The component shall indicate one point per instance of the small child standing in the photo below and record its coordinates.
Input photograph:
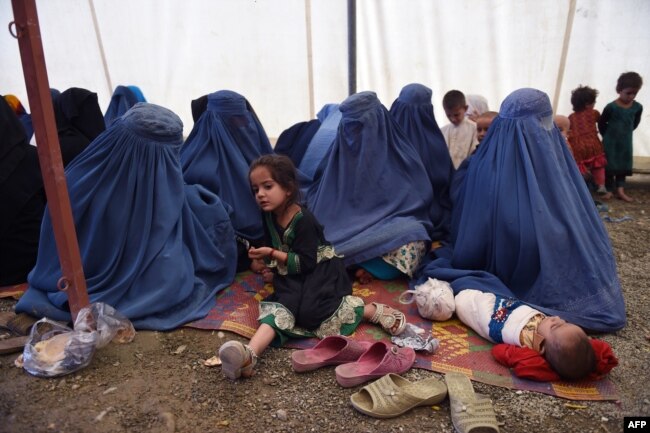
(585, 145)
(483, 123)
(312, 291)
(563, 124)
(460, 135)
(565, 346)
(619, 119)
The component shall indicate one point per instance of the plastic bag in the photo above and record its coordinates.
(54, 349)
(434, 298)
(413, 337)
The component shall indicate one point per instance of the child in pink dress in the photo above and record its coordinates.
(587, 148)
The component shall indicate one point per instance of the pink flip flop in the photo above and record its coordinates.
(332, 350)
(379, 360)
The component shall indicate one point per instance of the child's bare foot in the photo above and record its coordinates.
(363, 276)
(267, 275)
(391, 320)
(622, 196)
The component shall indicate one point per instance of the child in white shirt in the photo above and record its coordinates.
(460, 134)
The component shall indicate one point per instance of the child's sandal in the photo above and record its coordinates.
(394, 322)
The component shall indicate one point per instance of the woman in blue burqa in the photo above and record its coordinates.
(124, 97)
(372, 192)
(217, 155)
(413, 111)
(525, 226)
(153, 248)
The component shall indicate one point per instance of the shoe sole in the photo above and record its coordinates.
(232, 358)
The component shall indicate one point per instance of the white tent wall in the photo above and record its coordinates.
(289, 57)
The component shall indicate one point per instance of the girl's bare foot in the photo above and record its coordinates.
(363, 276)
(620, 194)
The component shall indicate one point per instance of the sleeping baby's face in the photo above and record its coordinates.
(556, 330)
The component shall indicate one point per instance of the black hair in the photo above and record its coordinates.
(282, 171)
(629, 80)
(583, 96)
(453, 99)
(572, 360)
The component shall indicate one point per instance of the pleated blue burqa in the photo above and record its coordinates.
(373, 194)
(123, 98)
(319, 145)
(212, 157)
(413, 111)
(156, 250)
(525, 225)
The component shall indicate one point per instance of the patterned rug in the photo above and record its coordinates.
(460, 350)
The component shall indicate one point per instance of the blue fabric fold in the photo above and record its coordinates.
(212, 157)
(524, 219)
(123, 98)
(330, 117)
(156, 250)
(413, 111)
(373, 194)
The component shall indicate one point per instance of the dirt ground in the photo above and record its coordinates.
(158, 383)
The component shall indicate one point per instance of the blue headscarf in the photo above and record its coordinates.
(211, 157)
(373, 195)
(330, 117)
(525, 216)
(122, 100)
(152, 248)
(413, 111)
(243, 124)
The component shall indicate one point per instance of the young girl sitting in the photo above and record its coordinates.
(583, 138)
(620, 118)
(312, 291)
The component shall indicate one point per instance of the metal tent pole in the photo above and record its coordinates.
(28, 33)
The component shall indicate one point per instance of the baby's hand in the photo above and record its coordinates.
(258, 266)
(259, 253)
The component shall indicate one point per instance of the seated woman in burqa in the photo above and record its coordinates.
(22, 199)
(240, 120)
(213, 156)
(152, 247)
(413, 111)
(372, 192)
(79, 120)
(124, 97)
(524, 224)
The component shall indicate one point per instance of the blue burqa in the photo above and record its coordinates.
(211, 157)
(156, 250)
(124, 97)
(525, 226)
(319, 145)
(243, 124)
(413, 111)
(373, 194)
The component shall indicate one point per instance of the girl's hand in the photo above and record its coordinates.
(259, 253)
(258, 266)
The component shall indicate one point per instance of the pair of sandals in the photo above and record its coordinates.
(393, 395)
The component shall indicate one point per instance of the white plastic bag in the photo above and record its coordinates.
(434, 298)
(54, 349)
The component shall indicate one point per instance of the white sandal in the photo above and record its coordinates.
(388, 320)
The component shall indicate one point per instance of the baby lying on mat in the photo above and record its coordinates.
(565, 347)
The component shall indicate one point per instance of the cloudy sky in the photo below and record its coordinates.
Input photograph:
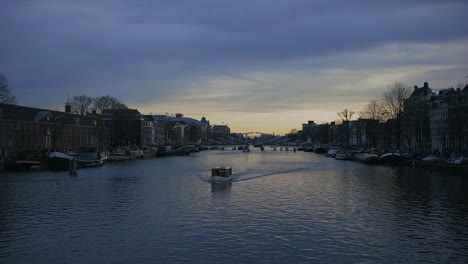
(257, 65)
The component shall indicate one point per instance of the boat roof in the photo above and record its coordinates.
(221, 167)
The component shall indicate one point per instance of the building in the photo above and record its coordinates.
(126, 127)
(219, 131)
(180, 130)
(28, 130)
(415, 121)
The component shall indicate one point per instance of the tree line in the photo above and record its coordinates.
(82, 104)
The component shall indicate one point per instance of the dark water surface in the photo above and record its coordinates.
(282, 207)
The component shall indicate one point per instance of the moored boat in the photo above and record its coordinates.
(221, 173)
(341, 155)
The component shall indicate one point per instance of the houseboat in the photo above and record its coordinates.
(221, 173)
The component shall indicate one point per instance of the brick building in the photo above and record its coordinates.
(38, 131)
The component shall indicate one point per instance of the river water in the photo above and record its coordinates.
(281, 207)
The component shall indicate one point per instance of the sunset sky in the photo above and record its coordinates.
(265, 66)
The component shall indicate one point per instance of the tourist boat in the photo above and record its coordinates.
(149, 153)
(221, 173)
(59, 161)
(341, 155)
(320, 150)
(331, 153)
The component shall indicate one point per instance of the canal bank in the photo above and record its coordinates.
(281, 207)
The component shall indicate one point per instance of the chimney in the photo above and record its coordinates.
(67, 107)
◇ ◇ ◇
Task statement - Format the stretch of records from the line containing "of the chimney" through the end of the records as a two-column CSV with the headers text and answer. Give one row per record, with its wording and its answer each in a single quoted field and every line break replaced by a space.

Exercise answer -
text,answer
"The component shall indicate one point per instance of the chimney in the photo above and record its coordinates.","(67, 107)"